== DO THIS ==
Render the entries as a numbered list, omitting any blank lines, starting at the line that contains "Point out the pansy petal in this photo." and ending after the line that contains "(1230, 401)". Leave out every line outside that span.

Coordinate labeling data

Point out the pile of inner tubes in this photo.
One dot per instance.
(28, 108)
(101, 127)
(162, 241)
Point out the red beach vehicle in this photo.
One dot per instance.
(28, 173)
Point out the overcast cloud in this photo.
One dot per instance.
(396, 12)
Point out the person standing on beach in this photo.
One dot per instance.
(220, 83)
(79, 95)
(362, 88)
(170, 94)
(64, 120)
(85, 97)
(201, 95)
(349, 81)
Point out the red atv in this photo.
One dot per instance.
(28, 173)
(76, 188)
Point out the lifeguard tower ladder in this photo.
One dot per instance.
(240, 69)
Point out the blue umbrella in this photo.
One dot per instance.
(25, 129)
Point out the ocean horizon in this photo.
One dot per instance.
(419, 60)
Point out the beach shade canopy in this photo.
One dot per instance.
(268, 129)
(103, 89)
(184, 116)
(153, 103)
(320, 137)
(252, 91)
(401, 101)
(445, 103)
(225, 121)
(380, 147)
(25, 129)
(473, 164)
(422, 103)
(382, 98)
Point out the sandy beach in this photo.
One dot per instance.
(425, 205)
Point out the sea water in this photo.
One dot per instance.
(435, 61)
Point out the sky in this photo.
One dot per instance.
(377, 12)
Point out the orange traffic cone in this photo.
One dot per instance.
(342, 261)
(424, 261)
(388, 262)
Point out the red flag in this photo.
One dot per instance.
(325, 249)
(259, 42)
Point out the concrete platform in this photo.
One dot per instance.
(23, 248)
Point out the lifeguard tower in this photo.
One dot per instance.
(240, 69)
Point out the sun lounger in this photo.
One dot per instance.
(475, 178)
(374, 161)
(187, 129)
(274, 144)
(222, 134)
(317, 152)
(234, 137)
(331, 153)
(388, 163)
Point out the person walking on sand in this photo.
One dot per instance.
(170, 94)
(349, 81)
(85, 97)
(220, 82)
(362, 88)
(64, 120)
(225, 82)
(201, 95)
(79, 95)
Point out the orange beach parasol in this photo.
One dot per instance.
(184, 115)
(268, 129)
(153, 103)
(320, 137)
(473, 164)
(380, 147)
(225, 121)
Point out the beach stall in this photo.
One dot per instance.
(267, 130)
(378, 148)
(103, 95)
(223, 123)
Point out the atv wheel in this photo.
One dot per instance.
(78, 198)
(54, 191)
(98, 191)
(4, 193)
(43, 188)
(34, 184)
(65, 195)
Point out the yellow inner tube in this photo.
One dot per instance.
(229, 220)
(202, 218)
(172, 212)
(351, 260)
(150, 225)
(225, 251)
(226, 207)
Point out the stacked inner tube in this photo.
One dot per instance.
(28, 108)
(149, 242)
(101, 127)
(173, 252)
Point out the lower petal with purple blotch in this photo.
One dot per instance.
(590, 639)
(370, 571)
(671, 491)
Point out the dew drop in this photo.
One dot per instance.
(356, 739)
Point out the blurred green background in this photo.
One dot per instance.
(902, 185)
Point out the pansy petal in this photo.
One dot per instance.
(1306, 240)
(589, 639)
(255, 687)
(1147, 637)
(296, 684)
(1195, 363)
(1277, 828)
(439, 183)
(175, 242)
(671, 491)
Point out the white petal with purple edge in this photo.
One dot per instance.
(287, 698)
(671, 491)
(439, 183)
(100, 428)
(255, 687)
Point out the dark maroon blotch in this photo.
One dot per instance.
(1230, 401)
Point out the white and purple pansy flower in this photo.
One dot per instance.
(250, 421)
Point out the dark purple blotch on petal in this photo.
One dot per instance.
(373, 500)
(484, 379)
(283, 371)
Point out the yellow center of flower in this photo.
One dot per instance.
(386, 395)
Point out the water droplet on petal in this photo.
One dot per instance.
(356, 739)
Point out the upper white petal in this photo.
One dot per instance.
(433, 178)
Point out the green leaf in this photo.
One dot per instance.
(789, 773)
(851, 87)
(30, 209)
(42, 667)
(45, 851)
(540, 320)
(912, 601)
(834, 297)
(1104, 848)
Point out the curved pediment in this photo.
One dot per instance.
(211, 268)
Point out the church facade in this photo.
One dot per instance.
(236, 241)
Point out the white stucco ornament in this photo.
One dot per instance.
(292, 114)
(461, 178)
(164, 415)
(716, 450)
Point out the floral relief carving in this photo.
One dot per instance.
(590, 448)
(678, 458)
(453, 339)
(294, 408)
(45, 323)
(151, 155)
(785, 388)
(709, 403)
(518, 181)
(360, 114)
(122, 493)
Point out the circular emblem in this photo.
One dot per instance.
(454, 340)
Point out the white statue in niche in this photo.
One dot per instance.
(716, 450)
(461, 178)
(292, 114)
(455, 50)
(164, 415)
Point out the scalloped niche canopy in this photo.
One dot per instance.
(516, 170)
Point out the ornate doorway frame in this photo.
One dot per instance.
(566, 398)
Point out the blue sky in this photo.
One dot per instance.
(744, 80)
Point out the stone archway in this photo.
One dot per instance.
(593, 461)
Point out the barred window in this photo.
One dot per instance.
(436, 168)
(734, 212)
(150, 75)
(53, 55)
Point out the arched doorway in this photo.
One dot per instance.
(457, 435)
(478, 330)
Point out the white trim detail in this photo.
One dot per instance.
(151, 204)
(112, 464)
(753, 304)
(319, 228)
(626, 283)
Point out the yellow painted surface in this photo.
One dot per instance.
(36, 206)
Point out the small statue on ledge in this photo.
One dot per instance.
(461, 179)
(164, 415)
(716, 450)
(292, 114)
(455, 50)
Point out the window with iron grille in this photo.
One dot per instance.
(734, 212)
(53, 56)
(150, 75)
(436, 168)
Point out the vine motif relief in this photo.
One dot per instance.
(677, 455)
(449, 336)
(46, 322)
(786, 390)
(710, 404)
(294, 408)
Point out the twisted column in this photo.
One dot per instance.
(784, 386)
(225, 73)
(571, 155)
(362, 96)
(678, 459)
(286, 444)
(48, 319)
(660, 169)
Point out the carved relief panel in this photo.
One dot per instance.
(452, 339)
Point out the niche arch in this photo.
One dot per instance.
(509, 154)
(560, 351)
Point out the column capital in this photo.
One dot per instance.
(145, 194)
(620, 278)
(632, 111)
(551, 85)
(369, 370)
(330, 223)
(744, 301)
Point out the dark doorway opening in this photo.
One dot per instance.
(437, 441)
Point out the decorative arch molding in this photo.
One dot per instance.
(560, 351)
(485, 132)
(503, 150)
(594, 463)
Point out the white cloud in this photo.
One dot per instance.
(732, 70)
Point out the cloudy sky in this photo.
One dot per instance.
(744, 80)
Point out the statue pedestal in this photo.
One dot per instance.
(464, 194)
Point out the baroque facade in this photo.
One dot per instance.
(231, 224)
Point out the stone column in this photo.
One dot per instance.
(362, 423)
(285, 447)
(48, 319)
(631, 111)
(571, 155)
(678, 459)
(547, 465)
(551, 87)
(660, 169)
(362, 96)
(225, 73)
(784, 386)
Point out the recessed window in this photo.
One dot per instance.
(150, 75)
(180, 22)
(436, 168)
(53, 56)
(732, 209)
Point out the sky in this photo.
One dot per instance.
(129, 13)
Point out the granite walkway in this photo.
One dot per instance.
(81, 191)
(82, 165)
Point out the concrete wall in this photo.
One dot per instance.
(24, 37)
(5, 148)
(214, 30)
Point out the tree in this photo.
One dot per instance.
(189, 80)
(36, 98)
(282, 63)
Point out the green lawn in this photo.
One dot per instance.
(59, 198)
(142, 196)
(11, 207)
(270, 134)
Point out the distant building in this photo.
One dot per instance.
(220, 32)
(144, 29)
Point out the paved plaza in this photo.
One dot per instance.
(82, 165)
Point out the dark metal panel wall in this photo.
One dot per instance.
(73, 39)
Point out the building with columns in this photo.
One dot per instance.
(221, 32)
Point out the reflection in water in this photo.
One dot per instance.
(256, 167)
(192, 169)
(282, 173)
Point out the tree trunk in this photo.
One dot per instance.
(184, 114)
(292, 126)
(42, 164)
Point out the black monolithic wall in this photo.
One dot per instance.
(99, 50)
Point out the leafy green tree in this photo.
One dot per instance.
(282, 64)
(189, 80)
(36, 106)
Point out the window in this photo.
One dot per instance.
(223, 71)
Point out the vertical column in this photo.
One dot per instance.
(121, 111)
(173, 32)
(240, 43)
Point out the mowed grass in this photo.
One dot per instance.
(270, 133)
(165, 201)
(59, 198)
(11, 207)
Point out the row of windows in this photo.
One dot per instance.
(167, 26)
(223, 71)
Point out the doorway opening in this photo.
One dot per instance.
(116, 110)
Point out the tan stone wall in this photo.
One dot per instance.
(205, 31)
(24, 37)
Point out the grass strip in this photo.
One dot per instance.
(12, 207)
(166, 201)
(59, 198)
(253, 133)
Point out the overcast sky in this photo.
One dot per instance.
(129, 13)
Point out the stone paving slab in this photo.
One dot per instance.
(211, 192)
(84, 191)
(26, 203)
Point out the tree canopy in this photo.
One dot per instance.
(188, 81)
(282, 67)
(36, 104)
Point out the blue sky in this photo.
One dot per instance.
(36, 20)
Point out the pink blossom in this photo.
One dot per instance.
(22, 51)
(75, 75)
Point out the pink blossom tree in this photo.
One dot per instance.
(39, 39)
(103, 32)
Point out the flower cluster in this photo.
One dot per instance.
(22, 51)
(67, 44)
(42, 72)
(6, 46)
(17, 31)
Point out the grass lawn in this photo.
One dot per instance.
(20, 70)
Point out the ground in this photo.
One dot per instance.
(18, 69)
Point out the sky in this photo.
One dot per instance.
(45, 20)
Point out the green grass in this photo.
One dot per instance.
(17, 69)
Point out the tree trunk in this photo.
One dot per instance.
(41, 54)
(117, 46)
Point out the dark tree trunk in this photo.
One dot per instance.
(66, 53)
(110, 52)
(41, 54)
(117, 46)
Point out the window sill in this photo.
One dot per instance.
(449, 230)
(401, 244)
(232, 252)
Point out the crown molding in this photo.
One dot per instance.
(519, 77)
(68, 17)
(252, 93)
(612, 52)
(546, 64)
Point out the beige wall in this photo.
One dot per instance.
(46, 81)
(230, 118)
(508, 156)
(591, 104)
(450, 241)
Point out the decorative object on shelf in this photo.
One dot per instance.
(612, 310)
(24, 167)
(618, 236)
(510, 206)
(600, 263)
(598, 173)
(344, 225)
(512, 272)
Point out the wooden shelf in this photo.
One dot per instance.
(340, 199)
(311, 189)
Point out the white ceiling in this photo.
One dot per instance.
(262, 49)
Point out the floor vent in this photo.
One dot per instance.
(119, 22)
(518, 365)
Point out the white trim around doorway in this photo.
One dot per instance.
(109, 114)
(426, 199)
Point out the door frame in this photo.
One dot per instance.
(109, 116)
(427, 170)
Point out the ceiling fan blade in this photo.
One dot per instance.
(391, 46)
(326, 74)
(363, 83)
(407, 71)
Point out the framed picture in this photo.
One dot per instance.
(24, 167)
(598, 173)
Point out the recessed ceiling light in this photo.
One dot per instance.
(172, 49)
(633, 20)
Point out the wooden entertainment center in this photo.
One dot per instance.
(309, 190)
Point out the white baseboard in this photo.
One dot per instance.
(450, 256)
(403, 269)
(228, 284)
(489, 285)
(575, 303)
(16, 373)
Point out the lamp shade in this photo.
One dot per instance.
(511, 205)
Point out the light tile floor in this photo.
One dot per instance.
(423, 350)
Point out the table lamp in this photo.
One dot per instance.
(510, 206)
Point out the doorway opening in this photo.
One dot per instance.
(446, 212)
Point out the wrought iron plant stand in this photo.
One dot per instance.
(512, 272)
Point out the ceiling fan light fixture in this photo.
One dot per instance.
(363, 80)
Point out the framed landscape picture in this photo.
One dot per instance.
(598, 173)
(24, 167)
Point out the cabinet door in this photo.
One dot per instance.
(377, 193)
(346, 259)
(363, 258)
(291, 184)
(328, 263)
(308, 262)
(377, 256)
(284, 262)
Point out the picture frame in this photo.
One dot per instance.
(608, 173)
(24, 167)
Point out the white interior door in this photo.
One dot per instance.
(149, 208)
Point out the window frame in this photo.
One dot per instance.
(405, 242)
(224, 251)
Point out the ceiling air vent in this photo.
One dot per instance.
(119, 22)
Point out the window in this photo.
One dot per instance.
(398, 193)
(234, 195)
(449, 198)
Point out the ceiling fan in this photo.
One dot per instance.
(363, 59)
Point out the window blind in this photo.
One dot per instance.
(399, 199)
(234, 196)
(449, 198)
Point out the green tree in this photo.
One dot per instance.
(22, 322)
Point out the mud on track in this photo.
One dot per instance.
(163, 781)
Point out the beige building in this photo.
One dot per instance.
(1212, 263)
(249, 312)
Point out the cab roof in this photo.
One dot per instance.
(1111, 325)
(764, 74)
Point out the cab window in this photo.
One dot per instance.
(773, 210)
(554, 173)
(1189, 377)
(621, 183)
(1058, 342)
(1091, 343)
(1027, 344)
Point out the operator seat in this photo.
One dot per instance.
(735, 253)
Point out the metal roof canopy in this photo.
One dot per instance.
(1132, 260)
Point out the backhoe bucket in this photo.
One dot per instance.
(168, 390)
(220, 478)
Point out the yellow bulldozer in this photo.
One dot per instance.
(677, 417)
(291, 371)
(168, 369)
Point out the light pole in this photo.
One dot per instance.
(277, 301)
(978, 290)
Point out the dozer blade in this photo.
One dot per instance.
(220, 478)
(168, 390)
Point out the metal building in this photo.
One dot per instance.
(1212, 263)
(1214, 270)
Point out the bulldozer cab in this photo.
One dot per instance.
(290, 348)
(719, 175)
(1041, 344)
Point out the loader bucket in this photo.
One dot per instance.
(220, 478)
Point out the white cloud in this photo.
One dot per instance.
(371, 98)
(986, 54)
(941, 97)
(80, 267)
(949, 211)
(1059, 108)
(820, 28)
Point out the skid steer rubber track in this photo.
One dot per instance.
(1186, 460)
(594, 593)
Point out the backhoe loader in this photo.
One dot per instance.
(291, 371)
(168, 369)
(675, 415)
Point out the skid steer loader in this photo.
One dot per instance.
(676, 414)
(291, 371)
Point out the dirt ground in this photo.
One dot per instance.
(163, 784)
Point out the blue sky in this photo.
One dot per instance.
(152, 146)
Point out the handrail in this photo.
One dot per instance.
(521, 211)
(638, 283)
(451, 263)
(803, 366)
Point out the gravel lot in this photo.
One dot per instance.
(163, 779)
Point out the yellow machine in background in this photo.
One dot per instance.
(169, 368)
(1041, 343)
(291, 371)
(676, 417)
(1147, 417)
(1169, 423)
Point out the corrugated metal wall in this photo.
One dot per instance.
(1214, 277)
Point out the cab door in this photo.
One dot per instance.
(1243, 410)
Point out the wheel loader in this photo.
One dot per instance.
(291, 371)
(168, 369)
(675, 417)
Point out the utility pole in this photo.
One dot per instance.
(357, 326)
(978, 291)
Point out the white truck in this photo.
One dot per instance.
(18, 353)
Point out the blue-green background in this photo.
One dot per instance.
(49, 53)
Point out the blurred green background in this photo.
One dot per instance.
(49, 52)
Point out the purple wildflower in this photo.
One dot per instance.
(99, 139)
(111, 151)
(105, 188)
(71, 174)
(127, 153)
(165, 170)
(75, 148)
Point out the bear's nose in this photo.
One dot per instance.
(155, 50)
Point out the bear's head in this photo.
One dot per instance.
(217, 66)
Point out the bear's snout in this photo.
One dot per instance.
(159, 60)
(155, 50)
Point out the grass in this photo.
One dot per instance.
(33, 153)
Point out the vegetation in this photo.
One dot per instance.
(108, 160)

== WRITTEN SOLUTION ==
1. Point out the pansy petal in this photo.
2. One dot per instance.
3. (1306, 240)
4. (589, 639)
5. (255, 687)
6. (1147, 637)
7. (296, 684)
8. (1195, 363)
9. (1277, 828)
10. (439, 183)
11. (175, 242)
12. (671, 491)
13. Point out the white petal with purple edge in this photo.
14. One dot per instance.
15. (287, 698)
16. (671, 491)
17. (439, 183)
18. (100, 428)
19. (255, 687)
20. Point out the dark maroon blotch in this photo.
21. One dot per instance.
22. (1230, 401)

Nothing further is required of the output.